- [ARTICLE]
Sohaib Sohaib - 1 year ago 106
Scala Question

How does HashPartitioner work?

I read up on the documentation of HashPartitioner. Unfortunately nothing much was explained except for the API calls. I am under the assumption that HashPartitioner partitions the distributed set based on the hash of the keys. For example if my data is like

(1,1), (1,2), (1,3), (2,1), (2,2), (2,3)

So Partioner would put this into different partitions with same keys falling in the same partition. However I do not understand the significance of the constructor argument

new HashPartitoner(numPartitions) //What does numPartitions do?

For the above dataset how would the results differ if I did

new HashPartitoner(1)
new HashPartitoner(2)
new HashPartitoner(10)

So how does HashPartitioner work actually?

Answer Source

Well, lets make your dataset marginally more interesting:

val rdd = sc.parallelize(for {
    x <- 1 to 3
    y <- 1 to 2
} yield (x, None), 8)

We have six elements:

scala> rdd.count
res32: Long = 6

no partirioner:

scala> rdd.partitioner
res33: Option[org.apache.spark.Partitioner] = None

and eight partitions:

scala> rdd.partitions.length
res35: Int = 8

Now lets define small helper to count number of elements per partition:

def countByPartition(rdd: RDD[(Int, None.type)]) = {
    rdd.mapPartitions(iter => Iterator(iter.length))

Since we don't have partitioner our dataset is distributed uniformly between partitions:

scala> countByPartition(rdd).collect()

- [EXCERPTED DATA]
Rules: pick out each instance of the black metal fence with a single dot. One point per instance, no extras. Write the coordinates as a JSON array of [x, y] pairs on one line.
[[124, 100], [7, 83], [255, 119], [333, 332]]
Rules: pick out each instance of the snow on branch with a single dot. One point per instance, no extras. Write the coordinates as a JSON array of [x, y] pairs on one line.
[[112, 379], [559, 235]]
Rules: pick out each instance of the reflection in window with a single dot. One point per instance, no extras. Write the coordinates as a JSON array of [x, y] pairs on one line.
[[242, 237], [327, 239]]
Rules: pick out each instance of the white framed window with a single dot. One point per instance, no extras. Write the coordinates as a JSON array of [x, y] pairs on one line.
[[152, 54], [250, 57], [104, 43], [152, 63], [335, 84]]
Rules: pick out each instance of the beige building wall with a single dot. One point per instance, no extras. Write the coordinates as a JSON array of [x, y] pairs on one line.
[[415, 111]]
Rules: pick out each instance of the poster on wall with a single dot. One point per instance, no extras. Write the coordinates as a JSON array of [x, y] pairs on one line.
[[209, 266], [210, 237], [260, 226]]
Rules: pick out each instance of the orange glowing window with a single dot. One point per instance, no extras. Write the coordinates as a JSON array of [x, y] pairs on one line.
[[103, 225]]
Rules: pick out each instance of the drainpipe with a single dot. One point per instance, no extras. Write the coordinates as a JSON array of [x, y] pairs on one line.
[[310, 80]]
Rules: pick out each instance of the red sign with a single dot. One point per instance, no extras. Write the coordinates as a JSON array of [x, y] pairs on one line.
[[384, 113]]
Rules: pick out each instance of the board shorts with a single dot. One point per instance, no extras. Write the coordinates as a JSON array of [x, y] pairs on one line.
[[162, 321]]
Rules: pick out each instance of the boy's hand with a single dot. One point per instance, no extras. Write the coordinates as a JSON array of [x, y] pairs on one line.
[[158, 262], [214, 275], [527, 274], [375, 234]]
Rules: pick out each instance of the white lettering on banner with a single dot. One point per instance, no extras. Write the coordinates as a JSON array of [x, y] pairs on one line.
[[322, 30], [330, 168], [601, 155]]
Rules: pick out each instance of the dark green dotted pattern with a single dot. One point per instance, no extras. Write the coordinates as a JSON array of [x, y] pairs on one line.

- [WHAT TO WORK ON]
Continue the HashPartitioner thread from its last line.

- [ANSWER TO THE EXERCISE]
res43: Array[Int] = Array(0, 1, 1, 1, 0, 1, 1, 1)

Now lets repartition our dataset:

import org.apache.spark.HashPartitioner
val rddOneP = rdd.partitionBy(new HashPartitioner(1))

Since parameter passed to HashPartitioner defines number of partitions we have expect one partition:

scala> rddOneP.partitions.length
res45: Int = 1

Since we have only one partition it contains all elements:

 scala> countByPartition(rddOneP).collect
 res48: Array[Int] = Array(6)

Same way if we use HashPartitioner(2)

val rddTwoP = rdd.partitionBy(new HashPartitioner(2))

we'll get 2 partitions:

scala> rddTwoP.partitions.length
res50: Int = 2

Since rdd is partitioned by key data won't be distributed uniformly anymore:

scala> countByPartition(rddTwoP).collect()
res51: Array[Int] = Array(2, 4)

Because with have three keys and only two different values of hashCode mod numPartitions there is nothing unexpected here:

scala> (1 to 3).map((k: Int) => (k, k.hashCode, k.hashCode % 2))
res55: scala.collection.immutable.IndexedSeq[(Int, Int, Int)] = Vector((1,1,1), (2,2,0), (3,3,1))

Just to confirm above:

scala> rddTwoP.mapPartitions(iter => Iterator(
res58: Array[scala.collection.immutable.Set[Int]] = Array(Set(2), Set(1, 3))

Finally with HashPartitioner(10) we get ten partitions, three non-empty with 2 elements each:

scala> val rddTenP = rdd.partitionBy(new HashPartitioner(10))
scala> rddTenP.partitions.length
res61: Int = 10

scala> countByPartition(rddTenP).collect()
res62: Array[Int] = Array(0, 2, 2, 2, 0, 0, 0, 0, 0, 0)